### [EXERCISE PASSAGE]
Yes, you have to be a good communicator. You have to know about the strats that may win you the game. You have to be good at figuring out how your team will respond in a pub server, who will follow, if any, on your first round, and who will not. You have to build trust over time, work the emotions of your comrades by being right with your strategics time and time again. And of course, you need to be good at the game itself. If your score is low, no one will listen, even if your strats are straight out of the mouth of a tourney pro talking into the microphone for you.

The natural selection of leaders in such a lawless realm is a real point of interest for social scientists. I think that the article's right in implying that, ironically enough, if we were to lose games, we would lose a really great example of what a place without rules would be like, and how people would make their way through it in one piece. Leaders are not born in a place like this. There are no dynasties in a public server. You don't go in rich and well-resourced, ready with an empire half-made. You have to start then and there and work like a maniac to win. (Of course, you do have some advantages being rich in the real world while playing games - like the microphone itself, a big widescreen monitor to see enemies at your sides, and the like. But these are not necessarily social advantages to becoming a leader for that game and consequential ones.)

The article is right that it is incredibly rewarding to find victory because of strong leadership. Not least if you are said leader. Take it from me: there is nothing like, upon a victory both personal and team-based, listening to someone else you've never met say into the microphone: "it's been an honour to fight with you today, [and your name]." Yes, it's a fake world; there are no real consequences, but there has been a great success in game design when it comes to emulating the best of warfare - that is, the brotherhood of the team against the odds. I hope that one day, this fake experience of wartime friendship will be all we need to have, in the face of a lasting peace.

### [TASK DETAILS]
From the passage on leadership in online games, quote the wording that begins at "The article is" and ends after "a lasting peace.". Work only from the passage on leadership in online games.

### [DATA EXTRACTS]
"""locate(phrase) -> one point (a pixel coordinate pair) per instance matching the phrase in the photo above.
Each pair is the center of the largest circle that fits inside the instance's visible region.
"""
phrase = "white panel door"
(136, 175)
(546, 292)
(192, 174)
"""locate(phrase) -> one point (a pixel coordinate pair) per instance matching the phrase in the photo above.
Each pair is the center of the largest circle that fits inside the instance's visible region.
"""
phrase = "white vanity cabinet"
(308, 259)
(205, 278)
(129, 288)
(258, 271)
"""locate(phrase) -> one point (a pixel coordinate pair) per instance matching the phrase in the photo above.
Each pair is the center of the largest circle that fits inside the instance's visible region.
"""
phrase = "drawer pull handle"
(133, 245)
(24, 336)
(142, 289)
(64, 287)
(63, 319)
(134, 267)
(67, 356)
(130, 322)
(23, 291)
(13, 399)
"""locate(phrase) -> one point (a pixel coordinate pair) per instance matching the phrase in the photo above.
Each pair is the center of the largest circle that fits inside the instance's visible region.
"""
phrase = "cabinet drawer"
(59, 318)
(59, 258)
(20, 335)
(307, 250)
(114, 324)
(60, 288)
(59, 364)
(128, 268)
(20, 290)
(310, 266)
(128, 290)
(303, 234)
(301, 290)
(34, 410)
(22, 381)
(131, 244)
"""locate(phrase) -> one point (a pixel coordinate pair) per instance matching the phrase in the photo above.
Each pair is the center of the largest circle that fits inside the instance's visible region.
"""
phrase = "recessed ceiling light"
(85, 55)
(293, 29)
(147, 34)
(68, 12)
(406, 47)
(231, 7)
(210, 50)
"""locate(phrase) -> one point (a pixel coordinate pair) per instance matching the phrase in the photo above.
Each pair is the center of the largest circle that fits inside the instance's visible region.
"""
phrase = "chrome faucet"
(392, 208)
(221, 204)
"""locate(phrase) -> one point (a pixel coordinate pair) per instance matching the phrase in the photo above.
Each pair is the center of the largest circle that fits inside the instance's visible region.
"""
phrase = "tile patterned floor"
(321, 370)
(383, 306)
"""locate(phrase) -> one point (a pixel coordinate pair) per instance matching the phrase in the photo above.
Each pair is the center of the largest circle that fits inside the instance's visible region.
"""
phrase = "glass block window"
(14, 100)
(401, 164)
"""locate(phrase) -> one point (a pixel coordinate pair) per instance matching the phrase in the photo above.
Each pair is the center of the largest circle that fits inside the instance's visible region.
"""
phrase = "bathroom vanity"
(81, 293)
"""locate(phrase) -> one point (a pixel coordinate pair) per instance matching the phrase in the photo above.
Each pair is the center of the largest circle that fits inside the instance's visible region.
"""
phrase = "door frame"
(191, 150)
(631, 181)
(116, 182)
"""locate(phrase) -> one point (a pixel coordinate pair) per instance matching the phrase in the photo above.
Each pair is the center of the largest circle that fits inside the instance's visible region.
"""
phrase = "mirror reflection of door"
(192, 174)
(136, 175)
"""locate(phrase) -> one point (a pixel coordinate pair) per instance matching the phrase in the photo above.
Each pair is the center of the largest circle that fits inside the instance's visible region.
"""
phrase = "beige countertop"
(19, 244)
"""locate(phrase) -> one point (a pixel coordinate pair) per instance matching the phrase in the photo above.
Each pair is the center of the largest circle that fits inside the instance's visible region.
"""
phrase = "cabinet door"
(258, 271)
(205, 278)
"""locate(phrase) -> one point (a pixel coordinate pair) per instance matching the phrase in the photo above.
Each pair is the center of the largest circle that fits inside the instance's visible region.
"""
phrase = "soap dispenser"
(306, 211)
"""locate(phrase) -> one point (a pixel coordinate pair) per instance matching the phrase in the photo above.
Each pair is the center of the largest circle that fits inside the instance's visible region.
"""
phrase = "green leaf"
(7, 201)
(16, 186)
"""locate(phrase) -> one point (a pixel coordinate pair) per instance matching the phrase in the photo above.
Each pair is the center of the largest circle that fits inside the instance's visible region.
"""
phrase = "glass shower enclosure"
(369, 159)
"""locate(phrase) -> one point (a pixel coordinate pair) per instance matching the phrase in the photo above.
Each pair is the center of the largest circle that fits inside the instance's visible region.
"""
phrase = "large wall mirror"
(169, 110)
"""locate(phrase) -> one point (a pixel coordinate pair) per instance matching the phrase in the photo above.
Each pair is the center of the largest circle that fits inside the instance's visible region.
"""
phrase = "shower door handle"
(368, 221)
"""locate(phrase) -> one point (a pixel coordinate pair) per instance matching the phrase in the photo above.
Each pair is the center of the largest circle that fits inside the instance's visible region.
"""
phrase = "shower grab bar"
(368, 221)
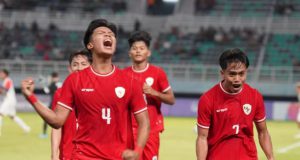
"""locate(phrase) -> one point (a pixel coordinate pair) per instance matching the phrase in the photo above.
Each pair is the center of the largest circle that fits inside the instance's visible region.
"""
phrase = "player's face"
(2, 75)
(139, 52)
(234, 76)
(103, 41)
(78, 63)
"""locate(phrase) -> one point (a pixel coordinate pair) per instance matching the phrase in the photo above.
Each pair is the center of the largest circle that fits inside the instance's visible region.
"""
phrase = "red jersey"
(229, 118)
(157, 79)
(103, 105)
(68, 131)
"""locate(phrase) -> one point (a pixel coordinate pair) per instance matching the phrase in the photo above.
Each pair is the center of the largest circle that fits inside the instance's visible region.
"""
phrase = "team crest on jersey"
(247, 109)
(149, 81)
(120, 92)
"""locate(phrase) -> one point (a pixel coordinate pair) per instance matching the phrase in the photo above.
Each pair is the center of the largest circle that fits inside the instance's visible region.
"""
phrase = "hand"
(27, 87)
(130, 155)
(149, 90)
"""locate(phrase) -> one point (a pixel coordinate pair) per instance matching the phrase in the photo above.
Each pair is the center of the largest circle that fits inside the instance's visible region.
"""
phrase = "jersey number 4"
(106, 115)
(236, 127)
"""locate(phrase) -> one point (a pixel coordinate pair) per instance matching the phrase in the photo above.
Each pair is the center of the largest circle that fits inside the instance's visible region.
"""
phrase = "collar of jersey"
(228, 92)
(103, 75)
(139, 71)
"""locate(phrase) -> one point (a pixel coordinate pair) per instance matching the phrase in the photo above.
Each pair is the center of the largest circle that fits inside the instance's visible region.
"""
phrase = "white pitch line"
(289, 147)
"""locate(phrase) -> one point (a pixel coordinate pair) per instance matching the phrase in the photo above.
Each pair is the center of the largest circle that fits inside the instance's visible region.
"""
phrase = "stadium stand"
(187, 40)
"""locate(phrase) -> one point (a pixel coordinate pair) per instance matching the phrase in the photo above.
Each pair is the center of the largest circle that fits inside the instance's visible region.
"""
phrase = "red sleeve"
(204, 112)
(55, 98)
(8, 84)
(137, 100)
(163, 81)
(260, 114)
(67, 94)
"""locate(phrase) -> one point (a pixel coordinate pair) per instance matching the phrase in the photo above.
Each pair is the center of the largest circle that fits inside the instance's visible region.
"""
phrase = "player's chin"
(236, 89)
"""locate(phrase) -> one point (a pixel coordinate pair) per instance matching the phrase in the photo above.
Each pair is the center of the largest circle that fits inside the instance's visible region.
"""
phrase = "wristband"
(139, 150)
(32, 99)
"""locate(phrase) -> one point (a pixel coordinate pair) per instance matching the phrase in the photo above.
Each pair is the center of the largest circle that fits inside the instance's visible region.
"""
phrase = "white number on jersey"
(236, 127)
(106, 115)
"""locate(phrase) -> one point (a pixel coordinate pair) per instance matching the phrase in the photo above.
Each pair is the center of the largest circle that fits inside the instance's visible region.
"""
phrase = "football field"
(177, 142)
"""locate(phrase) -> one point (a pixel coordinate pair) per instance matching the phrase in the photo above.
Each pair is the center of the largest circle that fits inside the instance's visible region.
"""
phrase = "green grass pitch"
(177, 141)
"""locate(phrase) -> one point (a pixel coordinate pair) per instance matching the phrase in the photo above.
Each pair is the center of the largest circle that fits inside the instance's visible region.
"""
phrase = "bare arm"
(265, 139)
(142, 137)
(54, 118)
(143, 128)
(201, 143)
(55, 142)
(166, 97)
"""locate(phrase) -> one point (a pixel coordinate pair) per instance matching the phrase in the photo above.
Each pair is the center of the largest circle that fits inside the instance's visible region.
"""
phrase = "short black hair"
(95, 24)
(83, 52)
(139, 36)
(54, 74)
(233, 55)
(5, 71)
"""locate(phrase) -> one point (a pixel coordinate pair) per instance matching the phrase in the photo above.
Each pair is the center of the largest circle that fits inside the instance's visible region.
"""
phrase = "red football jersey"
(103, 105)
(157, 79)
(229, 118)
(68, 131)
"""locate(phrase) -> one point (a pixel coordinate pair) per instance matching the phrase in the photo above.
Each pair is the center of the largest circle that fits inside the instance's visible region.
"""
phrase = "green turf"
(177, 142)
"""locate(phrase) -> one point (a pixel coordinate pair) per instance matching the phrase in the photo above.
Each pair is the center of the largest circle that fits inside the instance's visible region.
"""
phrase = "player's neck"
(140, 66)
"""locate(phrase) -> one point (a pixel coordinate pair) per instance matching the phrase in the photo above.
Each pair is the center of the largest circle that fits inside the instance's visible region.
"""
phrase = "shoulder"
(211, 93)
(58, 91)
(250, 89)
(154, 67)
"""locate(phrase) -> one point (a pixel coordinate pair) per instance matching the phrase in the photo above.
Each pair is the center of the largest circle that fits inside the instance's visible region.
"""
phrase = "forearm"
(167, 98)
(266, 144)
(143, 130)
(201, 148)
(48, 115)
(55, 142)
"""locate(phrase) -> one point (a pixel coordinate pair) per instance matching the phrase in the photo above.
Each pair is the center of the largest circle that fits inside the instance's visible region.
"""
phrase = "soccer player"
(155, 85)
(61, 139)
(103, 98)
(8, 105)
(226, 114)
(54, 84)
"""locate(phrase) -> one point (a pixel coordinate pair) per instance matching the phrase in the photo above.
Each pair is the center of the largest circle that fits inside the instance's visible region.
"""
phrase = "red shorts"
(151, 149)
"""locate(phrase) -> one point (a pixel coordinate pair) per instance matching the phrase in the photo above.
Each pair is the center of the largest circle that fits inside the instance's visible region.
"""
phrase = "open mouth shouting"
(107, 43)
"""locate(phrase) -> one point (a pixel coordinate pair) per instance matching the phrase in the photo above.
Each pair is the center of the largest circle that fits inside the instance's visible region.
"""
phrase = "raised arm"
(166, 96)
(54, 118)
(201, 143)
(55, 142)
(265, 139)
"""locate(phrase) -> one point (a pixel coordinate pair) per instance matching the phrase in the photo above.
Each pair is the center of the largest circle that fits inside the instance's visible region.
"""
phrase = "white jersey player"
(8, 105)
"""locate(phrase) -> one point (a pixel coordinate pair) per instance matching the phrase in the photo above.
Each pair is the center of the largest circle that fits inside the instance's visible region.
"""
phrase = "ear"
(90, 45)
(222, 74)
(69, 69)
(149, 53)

### [EXERCISE RESULT]
The article is right that it is incredibly rewarding to find victory because of strong leadership. Not least if you are said leader. Take it from me: there is nothing like, upon a victory both personal and team-based, listening to someone else you've never met say into the microphone: "it's been an honour to fight with you today, [and your name]." Yes, it's a fake world; there are no real consequences, but there has been a great success in game design when it comes to emulating the best of warfare - that is, the brotherhood of the team against the odds. I hope that one day, this fake experience of wartime friendship will be all we need to have, in the face of a lasting peace.